--- BEGIN Records shown ---
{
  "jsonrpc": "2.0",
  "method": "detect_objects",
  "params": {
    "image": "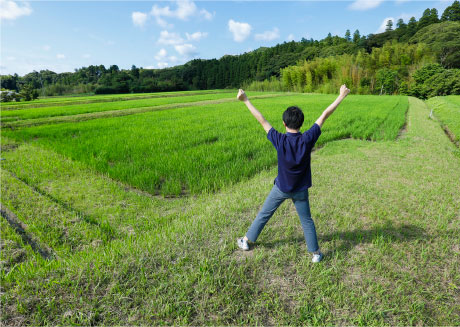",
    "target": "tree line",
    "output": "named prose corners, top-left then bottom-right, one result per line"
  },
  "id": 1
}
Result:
top-left (1, 0), bottom-right (460, 102)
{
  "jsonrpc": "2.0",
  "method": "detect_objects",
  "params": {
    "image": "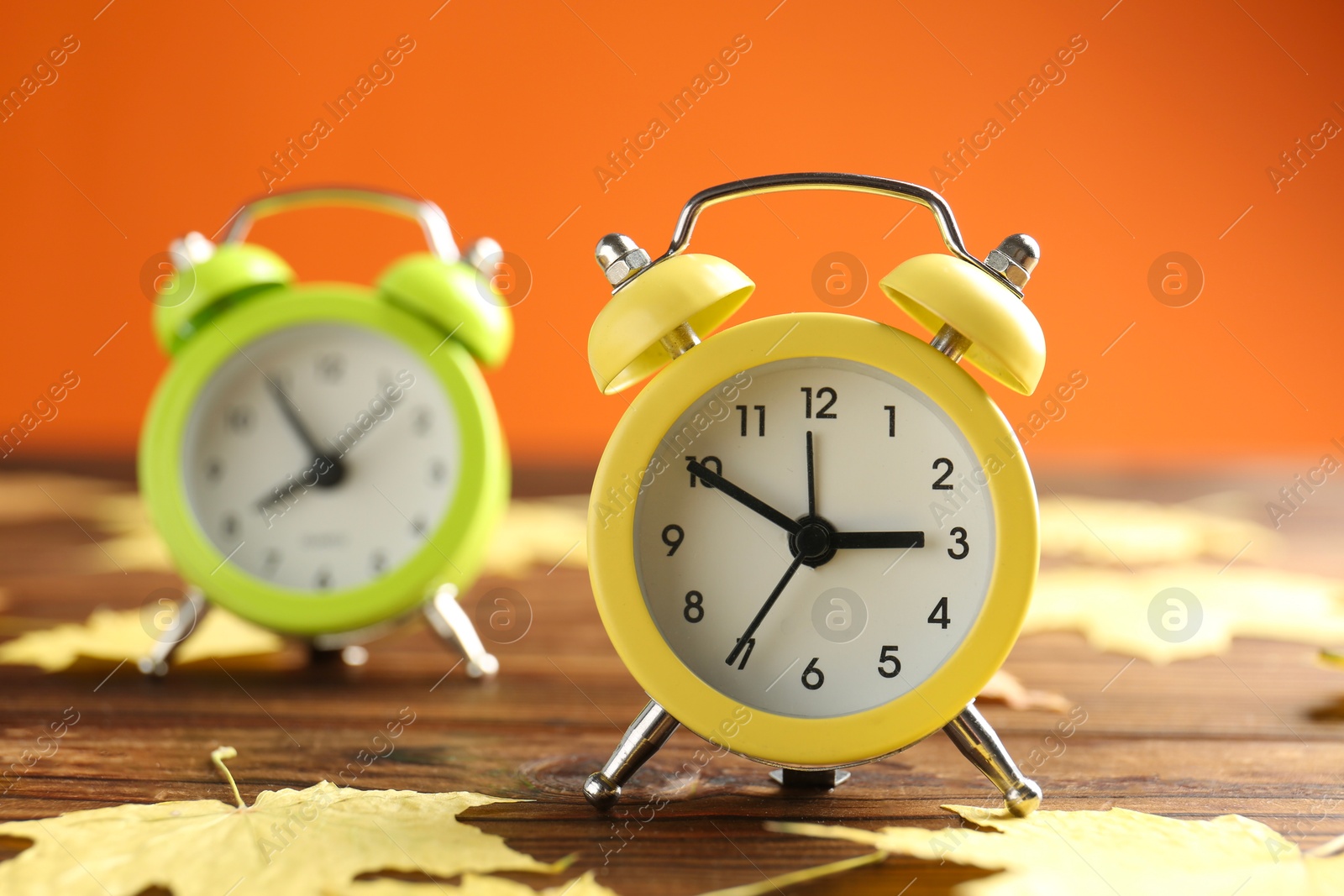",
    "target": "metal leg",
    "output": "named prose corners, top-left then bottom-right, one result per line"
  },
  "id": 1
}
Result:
top-left (942, 700), bottom-right (1042, 818)
top-left (425, 584), bottom-right (500, 679)
top-left (583, 700), bottom-right (681, 810)
top-left (136, 589), bottom-right (210, 677)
--- END Records shown ---
> What you should do
Pull out every line from the rows above that contains the string "bottom", and list them in their original order.

> Full response
    "output": "named prose corners, top-left then bottom-right, one result per line"
top-left (1, 0), bottom-right (460, 102)
    "output": "named prose corners, top-left then bottom-right, one result per line"
top-left (942, 700), bottom-right (1042, 818)
top-left (425, 584), bottom-right (500, 679)
top-left (583, 700), bottom-right (681, 810)
top-left (136, 589), bottom-right (210, 677)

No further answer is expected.